* _Prompt_: Could you scale everything from the start of the rows down to the line containing "[[329, 250], [365, 249]]", inclusive, by copying every line out again in full but with each x, y coordinate in the answers multiplied by 1.4 and rounded to a whole number, halves rounding up? Keep all other text unchanged.

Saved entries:
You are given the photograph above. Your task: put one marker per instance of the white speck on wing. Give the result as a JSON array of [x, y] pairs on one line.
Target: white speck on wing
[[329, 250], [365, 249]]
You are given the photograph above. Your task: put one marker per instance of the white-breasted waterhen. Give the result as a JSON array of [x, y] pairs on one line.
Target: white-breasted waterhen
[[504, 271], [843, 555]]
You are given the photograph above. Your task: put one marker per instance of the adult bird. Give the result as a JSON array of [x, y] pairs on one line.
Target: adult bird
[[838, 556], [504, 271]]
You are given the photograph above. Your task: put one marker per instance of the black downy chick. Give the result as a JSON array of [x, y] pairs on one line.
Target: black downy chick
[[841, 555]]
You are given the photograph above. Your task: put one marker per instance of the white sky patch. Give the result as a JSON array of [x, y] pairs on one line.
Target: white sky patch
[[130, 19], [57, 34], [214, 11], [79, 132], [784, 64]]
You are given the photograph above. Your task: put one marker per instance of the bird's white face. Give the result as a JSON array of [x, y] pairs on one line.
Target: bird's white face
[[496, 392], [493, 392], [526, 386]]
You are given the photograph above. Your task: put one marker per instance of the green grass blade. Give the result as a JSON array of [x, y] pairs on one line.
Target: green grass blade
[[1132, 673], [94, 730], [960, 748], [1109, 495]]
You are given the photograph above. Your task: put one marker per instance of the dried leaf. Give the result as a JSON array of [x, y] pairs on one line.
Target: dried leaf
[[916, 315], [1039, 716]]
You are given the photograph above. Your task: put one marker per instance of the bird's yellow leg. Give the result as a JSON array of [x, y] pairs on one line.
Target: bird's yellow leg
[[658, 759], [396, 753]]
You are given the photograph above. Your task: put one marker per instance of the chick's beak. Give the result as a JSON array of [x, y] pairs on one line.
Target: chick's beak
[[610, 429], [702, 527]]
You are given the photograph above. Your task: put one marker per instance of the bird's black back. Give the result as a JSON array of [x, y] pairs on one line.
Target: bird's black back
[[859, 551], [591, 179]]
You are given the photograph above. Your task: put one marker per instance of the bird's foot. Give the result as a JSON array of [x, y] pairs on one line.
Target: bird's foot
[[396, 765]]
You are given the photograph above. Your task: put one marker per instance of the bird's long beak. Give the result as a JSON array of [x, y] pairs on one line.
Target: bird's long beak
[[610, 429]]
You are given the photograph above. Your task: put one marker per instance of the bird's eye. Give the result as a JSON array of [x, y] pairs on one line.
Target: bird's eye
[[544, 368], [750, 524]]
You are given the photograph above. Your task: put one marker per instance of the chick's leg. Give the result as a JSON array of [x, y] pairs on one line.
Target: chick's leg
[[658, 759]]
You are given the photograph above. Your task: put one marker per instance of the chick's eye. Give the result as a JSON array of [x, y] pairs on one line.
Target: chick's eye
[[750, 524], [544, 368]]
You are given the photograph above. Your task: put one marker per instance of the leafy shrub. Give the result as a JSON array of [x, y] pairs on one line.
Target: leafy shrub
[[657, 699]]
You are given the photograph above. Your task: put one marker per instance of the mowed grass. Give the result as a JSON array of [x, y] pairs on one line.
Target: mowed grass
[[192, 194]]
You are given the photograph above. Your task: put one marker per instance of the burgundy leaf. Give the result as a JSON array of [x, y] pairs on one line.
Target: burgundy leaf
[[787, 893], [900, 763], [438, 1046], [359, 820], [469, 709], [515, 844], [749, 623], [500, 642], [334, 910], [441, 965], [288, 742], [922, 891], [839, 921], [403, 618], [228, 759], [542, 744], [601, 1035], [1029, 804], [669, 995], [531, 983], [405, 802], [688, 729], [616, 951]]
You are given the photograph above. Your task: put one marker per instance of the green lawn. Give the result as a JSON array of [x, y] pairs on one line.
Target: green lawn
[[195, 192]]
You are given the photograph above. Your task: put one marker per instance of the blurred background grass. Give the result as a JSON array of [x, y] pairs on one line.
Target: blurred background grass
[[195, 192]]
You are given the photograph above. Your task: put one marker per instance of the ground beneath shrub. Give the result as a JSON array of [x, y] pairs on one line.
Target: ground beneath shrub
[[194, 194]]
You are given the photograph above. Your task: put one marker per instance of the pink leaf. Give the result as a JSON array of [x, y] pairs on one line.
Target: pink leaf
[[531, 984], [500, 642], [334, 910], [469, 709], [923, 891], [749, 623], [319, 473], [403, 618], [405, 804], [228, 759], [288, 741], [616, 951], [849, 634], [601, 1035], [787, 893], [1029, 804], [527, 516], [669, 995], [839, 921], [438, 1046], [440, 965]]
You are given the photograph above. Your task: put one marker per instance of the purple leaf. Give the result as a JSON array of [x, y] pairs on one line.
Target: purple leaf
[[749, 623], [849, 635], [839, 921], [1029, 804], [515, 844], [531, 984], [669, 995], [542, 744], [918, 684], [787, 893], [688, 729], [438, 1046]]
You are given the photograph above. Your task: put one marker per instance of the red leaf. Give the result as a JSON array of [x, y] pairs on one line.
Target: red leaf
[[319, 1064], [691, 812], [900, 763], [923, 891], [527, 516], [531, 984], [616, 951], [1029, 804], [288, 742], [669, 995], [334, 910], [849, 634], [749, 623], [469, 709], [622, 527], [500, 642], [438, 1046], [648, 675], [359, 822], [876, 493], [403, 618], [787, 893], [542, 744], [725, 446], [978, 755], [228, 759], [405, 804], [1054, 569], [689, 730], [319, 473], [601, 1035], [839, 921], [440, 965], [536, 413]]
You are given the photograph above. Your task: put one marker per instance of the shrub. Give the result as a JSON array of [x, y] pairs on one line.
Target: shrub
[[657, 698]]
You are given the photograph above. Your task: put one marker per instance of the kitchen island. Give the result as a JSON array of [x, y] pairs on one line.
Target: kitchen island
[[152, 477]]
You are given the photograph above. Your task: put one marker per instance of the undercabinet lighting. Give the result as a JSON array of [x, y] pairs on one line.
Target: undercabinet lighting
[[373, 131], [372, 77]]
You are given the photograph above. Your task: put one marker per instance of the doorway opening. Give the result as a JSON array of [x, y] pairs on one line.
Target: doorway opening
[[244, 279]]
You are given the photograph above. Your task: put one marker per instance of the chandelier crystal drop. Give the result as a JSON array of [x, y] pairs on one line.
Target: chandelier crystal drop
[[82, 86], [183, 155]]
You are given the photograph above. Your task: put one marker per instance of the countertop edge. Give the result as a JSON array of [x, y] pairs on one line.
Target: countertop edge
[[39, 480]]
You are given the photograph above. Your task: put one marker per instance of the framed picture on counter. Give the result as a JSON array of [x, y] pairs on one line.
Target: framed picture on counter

* _Task answer_:
You are given the photograph above. Your task: put one marker per instance of the white speck on wing. Give the result as a JSON array of [x, y] pairs on one line.
Target: white speck on wing
[[461, 350], [511, 349]]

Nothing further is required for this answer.